Provided data =
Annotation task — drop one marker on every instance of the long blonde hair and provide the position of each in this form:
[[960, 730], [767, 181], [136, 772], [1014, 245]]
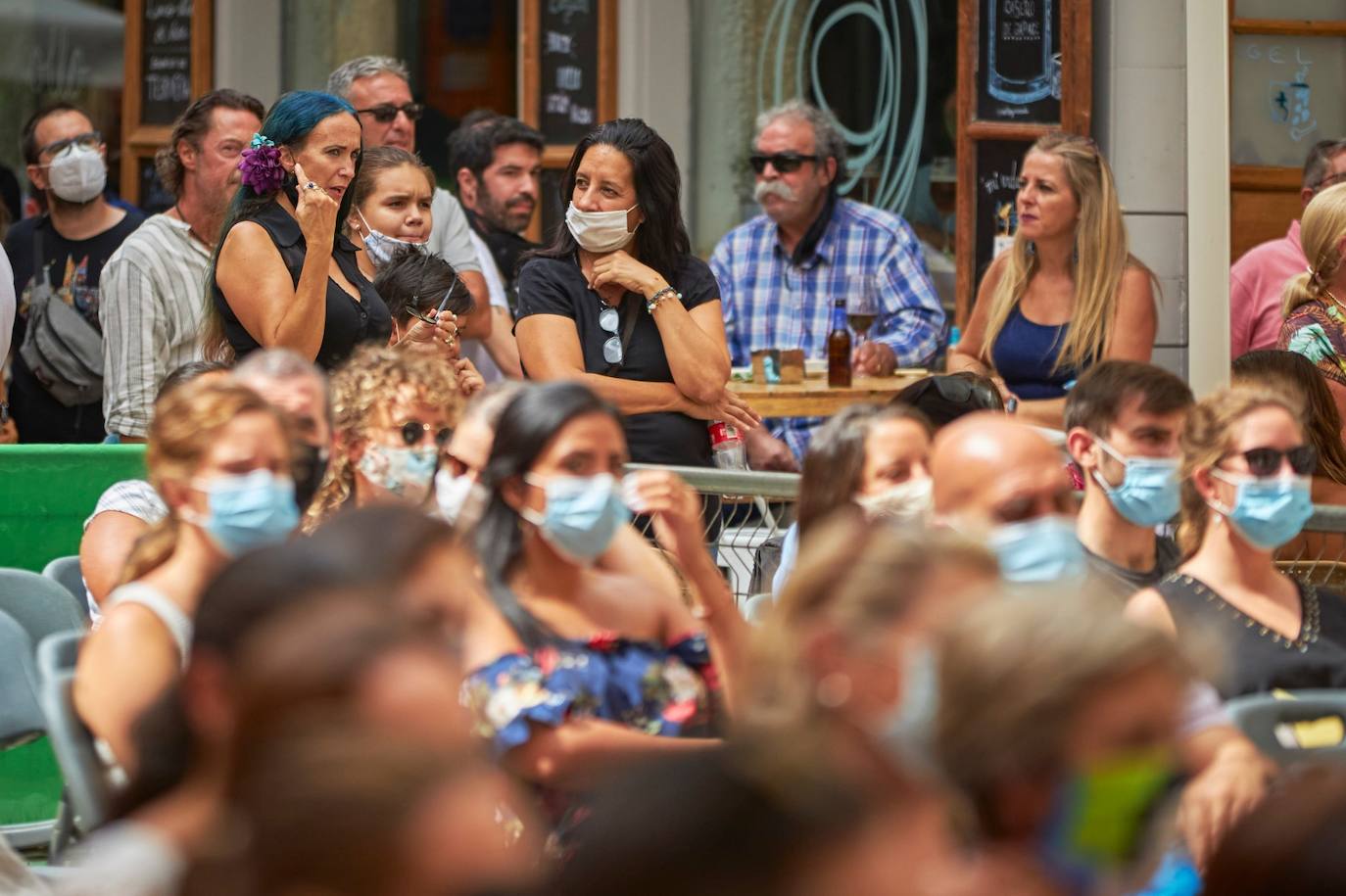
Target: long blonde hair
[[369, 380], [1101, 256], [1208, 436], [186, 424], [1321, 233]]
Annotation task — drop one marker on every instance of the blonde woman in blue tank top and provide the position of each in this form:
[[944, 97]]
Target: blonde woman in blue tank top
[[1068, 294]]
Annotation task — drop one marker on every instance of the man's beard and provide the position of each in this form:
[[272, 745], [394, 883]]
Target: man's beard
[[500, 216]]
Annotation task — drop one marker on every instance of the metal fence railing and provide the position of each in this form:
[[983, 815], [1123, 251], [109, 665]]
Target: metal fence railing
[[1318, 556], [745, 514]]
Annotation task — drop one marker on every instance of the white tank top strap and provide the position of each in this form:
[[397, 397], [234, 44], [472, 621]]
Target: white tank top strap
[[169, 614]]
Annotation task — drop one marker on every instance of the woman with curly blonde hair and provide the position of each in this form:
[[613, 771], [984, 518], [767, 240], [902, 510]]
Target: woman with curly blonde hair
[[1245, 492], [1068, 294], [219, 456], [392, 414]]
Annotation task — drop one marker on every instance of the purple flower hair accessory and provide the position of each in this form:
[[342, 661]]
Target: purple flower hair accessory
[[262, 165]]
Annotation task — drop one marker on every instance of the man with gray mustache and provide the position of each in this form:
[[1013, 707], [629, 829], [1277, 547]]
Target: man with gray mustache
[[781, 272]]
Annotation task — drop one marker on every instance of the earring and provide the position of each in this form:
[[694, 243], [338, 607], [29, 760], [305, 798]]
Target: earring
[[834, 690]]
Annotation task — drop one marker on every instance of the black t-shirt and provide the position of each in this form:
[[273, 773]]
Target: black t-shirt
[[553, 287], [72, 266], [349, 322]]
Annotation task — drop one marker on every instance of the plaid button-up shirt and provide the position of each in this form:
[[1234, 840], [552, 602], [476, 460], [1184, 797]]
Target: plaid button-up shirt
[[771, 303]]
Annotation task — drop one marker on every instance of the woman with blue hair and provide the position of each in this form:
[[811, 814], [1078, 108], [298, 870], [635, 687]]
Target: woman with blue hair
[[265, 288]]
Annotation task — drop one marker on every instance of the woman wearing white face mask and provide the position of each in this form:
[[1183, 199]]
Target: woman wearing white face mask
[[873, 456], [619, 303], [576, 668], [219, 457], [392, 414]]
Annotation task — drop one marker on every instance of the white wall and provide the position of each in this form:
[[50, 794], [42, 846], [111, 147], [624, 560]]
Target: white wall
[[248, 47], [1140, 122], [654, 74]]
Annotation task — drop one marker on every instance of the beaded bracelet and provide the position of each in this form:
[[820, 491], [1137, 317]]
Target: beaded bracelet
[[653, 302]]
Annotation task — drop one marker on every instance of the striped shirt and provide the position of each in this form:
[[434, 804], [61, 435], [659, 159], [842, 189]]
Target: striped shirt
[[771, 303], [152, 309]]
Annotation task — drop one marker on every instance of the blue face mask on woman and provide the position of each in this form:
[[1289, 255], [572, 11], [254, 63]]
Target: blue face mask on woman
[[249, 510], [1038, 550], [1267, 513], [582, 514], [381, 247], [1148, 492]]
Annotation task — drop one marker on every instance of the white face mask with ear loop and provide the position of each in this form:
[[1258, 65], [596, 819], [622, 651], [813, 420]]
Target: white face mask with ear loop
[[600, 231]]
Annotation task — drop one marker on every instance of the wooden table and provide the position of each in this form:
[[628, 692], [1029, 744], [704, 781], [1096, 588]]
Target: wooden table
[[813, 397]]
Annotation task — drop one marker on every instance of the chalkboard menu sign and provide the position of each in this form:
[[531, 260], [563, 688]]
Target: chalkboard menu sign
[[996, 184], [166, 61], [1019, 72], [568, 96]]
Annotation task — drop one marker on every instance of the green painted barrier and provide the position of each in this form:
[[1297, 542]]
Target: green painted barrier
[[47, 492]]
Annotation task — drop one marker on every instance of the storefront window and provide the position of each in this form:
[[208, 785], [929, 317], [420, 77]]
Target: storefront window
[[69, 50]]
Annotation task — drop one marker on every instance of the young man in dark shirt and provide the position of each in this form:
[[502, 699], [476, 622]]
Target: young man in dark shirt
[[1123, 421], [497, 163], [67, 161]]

---

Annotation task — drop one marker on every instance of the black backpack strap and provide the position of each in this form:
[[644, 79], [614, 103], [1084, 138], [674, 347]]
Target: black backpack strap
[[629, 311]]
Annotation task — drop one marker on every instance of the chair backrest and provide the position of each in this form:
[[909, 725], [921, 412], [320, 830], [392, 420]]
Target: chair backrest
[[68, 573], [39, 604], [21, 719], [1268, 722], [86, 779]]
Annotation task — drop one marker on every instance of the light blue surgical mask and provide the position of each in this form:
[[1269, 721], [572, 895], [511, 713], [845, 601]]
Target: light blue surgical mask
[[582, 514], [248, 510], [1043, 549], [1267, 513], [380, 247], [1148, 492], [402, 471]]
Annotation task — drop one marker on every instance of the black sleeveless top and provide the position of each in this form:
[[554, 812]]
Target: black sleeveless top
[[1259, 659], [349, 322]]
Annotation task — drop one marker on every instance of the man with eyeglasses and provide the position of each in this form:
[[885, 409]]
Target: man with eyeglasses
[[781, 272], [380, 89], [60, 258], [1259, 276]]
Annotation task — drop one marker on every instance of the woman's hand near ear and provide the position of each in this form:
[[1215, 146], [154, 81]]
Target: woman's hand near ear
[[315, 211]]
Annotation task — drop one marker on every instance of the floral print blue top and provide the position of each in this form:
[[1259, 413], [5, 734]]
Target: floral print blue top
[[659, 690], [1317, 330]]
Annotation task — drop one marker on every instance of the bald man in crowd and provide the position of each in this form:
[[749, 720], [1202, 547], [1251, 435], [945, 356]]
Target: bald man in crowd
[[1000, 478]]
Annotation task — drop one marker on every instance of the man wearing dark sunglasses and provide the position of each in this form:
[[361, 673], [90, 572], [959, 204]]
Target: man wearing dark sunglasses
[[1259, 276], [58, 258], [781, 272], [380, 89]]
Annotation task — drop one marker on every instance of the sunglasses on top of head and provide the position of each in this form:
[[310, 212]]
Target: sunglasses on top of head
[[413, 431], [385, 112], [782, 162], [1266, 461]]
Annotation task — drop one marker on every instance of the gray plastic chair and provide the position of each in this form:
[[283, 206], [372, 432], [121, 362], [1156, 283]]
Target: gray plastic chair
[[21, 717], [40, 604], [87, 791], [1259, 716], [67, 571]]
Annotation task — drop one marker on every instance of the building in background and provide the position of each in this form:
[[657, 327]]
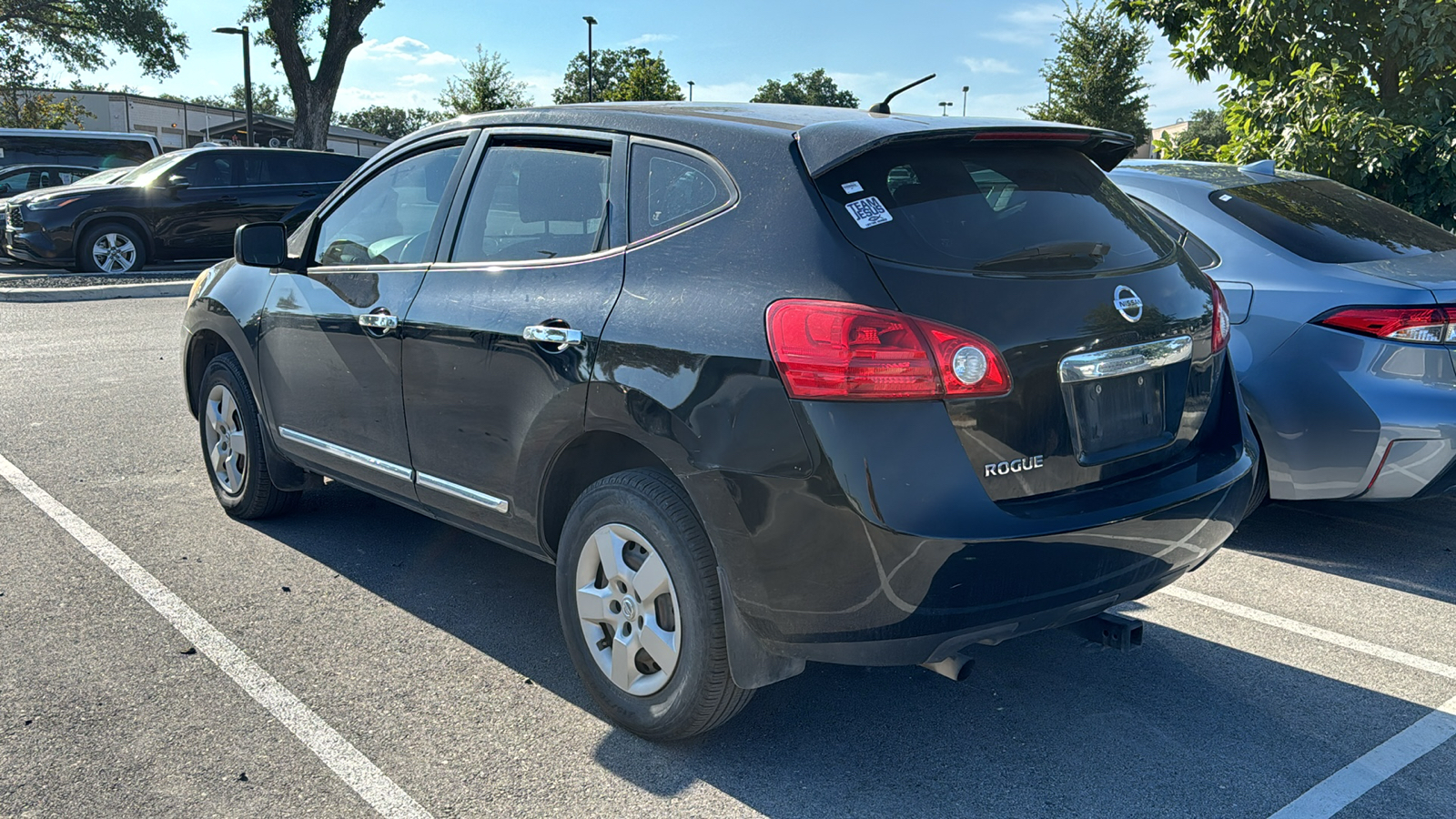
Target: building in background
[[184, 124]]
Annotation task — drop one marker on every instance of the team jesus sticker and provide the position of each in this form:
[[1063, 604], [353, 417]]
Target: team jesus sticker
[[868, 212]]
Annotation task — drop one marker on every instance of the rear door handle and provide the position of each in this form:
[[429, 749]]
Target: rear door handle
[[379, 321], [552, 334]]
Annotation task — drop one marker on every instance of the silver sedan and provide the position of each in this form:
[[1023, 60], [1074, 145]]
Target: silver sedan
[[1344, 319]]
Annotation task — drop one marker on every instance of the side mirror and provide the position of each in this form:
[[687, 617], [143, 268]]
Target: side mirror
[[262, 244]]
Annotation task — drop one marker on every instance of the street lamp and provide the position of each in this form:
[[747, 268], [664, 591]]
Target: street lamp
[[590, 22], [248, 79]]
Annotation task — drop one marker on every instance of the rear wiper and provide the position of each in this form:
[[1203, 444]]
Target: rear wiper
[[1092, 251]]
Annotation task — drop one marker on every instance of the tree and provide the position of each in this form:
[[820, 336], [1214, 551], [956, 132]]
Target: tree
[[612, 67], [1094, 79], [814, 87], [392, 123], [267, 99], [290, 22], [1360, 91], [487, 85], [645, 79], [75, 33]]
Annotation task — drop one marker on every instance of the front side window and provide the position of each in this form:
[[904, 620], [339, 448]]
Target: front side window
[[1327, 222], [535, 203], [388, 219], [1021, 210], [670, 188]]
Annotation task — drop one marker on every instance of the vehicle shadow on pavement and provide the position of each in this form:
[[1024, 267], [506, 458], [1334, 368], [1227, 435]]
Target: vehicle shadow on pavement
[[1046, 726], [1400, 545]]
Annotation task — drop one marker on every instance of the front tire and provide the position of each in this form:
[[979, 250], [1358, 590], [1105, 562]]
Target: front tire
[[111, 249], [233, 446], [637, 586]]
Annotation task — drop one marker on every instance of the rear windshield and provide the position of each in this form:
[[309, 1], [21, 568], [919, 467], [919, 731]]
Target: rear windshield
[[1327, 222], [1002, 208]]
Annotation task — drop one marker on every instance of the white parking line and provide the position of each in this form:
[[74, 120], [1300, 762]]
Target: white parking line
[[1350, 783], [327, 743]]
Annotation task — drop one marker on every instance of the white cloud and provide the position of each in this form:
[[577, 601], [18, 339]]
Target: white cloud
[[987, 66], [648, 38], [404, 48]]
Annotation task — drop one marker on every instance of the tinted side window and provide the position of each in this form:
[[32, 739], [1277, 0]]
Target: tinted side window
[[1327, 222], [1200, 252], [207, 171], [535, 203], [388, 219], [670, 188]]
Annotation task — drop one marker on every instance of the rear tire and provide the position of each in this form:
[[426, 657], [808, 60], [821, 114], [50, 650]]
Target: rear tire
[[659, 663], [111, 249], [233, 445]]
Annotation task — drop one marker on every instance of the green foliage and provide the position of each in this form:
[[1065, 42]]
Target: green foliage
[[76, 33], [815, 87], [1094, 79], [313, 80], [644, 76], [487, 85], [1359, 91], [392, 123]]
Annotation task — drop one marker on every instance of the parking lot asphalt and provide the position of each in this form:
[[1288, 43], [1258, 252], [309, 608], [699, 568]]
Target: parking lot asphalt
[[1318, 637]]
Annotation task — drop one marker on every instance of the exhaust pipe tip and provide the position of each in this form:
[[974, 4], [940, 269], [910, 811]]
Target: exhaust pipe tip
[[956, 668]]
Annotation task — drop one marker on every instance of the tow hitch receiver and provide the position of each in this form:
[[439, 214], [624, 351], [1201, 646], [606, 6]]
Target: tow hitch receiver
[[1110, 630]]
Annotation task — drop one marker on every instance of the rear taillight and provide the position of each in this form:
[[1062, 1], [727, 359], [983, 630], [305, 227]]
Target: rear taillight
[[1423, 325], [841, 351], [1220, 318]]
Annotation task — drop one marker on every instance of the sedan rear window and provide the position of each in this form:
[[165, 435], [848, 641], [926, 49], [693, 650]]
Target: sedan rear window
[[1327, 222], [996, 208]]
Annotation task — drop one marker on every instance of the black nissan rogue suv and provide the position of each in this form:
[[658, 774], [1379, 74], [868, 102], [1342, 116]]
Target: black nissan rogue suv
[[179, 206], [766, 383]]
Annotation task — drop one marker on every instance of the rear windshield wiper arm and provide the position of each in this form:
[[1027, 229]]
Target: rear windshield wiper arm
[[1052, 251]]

---

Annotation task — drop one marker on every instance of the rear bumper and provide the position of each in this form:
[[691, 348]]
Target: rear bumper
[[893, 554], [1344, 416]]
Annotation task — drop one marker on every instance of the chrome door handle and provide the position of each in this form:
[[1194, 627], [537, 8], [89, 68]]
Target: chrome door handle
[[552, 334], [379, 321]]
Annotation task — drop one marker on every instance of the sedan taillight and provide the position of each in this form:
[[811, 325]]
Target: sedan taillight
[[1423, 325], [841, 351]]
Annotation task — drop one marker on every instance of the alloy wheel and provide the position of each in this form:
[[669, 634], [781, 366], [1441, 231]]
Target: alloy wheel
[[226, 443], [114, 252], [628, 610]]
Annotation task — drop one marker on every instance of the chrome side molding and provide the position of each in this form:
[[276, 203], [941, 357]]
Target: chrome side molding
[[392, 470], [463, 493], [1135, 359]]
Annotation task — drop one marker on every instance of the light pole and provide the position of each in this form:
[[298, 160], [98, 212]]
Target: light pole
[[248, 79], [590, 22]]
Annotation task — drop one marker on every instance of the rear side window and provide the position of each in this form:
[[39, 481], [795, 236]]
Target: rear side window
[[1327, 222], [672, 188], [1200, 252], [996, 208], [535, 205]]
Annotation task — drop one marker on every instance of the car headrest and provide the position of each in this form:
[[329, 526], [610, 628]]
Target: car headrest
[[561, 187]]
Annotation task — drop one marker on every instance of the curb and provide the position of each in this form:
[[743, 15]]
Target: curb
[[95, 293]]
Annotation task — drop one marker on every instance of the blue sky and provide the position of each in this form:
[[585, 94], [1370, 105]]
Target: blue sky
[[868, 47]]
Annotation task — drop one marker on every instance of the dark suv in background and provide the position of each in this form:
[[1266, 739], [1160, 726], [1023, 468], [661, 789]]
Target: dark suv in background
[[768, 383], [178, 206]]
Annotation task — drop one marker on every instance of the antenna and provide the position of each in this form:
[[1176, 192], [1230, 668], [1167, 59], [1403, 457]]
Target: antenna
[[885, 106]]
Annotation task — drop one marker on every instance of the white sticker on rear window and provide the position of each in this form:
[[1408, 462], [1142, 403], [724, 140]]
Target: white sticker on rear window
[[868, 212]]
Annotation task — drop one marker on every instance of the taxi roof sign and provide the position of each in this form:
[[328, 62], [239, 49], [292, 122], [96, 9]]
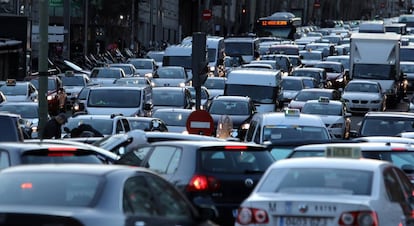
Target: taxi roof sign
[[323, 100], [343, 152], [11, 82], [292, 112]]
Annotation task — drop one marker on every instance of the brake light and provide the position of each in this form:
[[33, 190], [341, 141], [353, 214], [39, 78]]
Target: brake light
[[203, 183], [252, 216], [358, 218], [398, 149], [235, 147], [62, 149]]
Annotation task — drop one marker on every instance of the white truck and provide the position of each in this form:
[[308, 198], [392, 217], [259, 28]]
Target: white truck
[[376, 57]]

Required work = Rewrite the rows from the line containing "of the curb" through the line containing "[[768, 383], [178, 206]]", replacing "marker" with "pin" and leaving everything else unchanged.

Answer to this task =
Annotation task — drop one pin on every instance of the curb and provide the position of each in this form:
[[743, 15]]
Target: curb
[[95, 293]]
Annotation task — drop one pin on every instance of the blue sky and provide the position of each in this form:
[[585, 94], [1370, 105]]
Target: blue sky
[[868, 47]]
Annotation task — drop one pin on every instance of the dark suv in background and provide the position of each in this form:
[[1266, 739], [1160, 726], [1023, 468], [661, 789]]
Target: dark suv in background
[[768, 383], [178, 206]]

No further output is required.